■ The exercise:
Reproduce verbatim the lines of the records below, starting at the line that contains "Point to the pale" and ending at the final line of the records, with both of those lines included.

** start Records for this task **

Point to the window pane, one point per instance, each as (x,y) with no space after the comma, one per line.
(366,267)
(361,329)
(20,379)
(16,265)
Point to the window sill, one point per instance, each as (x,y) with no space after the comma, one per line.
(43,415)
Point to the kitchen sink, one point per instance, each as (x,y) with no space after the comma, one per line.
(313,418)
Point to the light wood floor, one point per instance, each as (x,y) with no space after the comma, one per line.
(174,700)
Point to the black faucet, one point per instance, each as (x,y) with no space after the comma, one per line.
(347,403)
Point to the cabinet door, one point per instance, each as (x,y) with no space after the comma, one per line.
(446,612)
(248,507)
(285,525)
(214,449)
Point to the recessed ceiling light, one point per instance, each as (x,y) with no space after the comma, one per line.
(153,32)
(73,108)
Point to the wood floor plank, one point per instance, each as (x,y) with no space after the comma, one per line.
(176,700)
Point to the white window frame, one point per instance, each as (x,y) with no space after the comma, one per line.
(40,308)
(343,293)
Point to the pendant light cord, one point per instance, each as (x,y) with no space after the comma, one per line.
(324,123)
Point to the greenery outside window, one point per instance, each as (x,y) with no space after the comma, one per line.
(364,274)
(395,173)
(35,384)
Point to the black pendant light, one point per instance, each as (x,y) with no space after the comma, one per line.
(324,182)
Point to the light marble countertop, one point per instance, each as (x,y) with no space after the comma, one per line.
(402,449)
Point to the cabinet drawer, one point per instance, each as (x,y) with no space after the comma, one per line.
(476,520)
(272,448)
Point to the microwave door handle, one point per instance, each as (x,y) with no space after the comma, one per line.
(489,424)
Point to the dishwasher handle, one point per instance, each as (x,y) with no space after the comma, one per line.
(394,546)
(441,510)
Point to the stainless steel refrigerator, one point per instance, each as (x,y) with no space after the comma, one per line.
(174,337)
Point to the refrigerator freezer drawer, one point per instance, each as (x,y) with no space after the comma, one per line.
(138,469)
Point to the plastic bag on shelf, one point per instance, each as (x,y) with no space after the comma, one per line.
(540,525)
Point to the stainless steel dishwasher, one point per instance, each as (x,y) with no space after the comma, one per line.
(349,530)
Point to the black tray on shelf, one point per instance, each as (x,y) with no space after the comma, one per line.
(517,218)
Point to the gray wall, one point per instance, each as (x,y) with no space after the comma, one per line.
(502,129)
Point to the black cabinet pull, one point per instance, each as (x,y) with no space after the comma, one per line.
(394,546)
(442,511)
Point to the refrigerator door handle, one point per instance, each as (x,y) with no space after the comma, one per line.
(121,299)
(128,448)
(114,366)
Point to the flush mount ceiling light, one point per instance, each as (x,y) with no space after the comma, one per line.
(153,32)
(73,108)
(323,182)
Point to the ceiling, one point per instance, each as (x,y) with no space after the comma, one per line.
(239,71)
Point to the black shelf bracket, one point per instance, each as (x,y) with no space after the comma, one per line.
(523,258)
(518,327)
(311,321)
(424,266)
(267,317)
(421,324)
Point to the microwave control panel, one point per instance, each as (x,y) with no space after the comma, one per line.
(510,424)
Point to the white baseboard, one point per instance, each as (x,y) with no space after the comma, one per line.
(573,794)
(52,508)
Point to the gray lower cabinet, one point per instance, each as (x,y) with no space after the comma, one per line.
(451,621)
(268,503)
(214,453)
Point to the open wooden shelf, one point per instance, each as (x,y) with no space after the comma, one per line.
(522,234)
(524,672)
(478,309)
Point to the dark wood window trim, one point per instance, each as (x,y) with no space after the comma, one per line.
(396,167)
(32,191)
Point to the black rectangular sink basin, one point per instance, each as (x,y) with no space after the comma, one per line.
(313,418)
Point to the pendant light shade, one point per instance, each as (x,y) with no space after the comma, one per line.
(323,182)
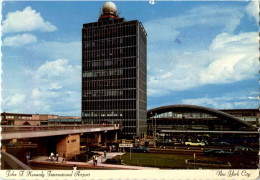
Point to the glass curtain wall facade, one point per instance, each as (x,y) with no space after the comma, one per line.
(114,75)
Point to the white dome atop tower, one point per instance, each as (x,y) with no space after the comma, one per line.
(109,8)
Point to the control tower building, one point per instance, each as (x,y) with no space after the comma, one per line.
(114,72)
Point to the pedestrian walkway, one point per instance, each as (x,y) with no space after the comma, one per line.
(100,162)
(110,155)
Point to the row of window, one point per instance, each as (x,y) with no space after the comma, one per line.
(108,43)
(96,115)
(109,53)
(126,73)
(109,84)
(103,93)
(110,63)
(19,117)
(109,32)
(109,104)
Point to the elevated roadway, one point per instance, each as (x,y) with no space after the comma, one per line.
(18,132)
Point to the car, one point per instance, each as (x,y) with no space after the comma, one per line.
(221,143)
(139,149)
(192,143)
(245,150)
(218,153)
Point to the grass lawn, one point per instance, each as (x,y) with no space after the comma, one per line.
(173,161)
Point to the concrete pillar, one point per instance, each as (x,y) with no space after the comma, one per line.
(99,138)
(3,148)
(105,139)
(69,145)
(115,137)
(13,141)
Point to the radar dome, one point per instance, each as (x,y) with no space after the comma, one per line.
(109,8)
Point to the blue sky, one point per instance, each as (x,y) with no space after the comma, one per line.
(202,53)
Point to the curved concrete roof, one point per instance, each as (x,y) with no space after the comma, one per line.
(214,112)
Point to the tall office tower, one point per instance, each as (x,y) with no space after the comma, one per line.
(114,72)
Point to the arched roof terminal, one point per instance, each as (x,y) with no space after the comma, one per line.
(236,123)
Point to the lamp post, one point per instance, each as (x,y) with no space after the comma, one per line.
(155,130)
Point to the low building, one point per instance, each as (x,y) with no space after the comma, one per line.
(187,122)
(19,119)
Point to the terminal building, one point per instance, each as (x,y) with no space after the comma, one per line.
(189,122)
(114,72)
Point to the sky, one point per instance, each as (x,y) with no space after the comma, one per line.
(201,53)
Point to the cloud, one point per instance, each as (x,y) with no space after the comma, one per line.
(253,10)
(14,101)
(230,58)
(55,88)
(224,102)
(26,20)
(58,50)
(19,40)
(167,29)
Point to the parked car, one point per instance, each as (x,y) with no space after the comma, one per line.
(245,150)
(218,153)
(193,143)
(221,143)
(139,149)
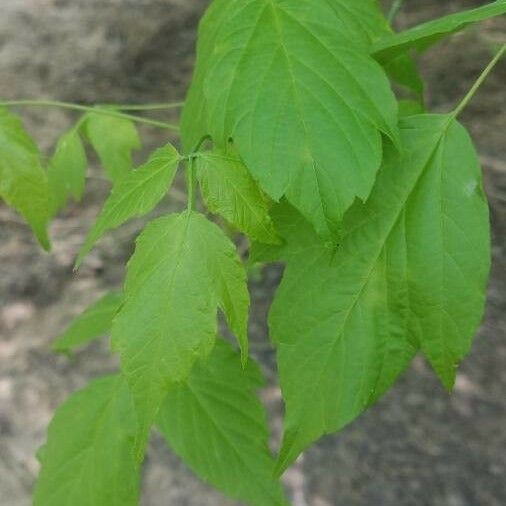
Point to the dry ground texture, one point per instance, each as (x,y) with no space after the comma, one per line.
(417,447)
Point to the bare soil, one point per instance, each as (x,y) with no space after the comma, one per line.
(418,447)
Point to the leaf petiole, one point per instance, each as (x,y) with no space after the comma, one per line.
(481,79)
(96,109)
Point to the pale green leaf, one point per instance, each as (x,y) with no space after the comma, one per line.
(66,171)
(88,458)
(114,139)
(95,321)
(23,182)
(183,269)
(423,36)
(229,190)
(294,86)
(410,272)
(135,195)
(216,424)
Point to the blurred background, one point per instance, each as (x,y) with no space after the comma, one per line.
(418,447)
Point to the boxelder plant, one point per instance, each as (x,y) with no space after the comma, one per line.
(295,137)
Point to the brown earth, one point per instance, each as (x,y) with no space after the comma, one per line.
(417,447)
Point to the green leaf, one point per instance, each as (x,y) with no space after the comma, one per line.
(88,458)
(135,195)
(23,182)
(402,69)
(410,272)
(229,190)
(113,139)
(183,269)
(216,424)
(423,36)
(294,86)
(67,171)
(94,322)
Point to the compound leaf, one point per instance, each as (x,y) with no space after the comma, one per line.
(294,86)
(95,321)
(216,424)
(23,182)
(88,458)
(135,195)
(183,269)
(66,171)
(113,139)
(229,190)
(410,272)
(423,36)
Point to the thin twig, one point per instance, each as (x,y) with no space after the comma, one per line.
(83,108)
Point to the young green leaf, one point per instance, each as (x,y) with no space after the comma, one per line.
(216,424)
(183,269)
(423,36)
(94,322)
(294,86)
(135,195)
(67,171)
(23,182)
(228,189)
(113,139)
(88,458)
(410,272)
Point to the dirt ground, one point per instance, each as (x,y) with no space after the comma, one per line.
(417,447)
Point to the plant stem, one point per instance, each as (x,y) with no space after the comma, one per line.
(146,107)
(394,10)
(476,86)
(84,108)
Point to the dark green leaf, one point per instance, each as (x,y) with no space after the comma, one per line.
(294,86)
(183,269)
(216,424)
(423,36)
(67,171)
(88,458)
(135,195)
(113,139)
(228,189)
(410,272)
(23,182)
(94,322)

** end Records for this task **

■ The reply:
Point to the pale green leaf, one point per instance, each as (x,y) with no space after the comma, one per line.
(66,171)
(88,458)
(114,139)
(95,321)
(23,182)
(183,269)
(423,36)
(229,190)
(294,86)
(410,272)
(135,195)
(216,424)
Point to the blurred background, one point per instance, each as (x,y) with no space after the comma, one per line.
(418,447)
Point to the boxelder plant, one point per instance, each as (x,y) with no space after the comma, one per line.
(295,137)
Point to the brown earth, one point per instance, each as (x,y) with no space after the comma, one per line.
(417,447)
Point to the green leaf, one point per instance, each as (x,y) with no space after the comma, one per line.
(88,458)
(135,195)
(23,182)
(402,69)
(410,272)
(229,190)
(113,139)
(183,269)
(216,424)
(423,36)
(294,86)
(67,171)
(94,322)
Point to the compound leaf, one point per instance, each as (x,y) with no space after the comma, one per line.
(294,86)
(95,321)
(216,424)
(23,182)
(88,458)
(135,195)
(183,269)
(66,171)
(113,139)
(229,190)
(410,272)
(423,36)
Point to the thin twig, one point per instance, each as (x,y) with no space after the comma, one per line.
(83,108)
Point to the young green leaf, one point per instance, each as (x,y) with no space after the comma, one per line.
(216,424)
(183,269)
(423,36)
(94,322)
(294,86)
(135,195)
(67,171)
(23,182)
(228,189)
(113,139)
(88,458)
(410,272)
Point to the dirt ground, one point per instance, each as (x,y) with no space after the comma, one per line.
(417,447)
Point to the plant stem, one point per instance, each as (x,y) with no space after the comma, one per line.
(146,107)
(394,10)
(476,86)
(84,108)
Point to the dark green leaf, one point per instance, each as (x,y) with no space after the comma, one per line.
(294,86)
(183,269)
(216,424)
(423,36)
(67,171)
(88,458)
(135,195)
(113,139)
(228,189)
(410,272)
(23,182)
(94,322)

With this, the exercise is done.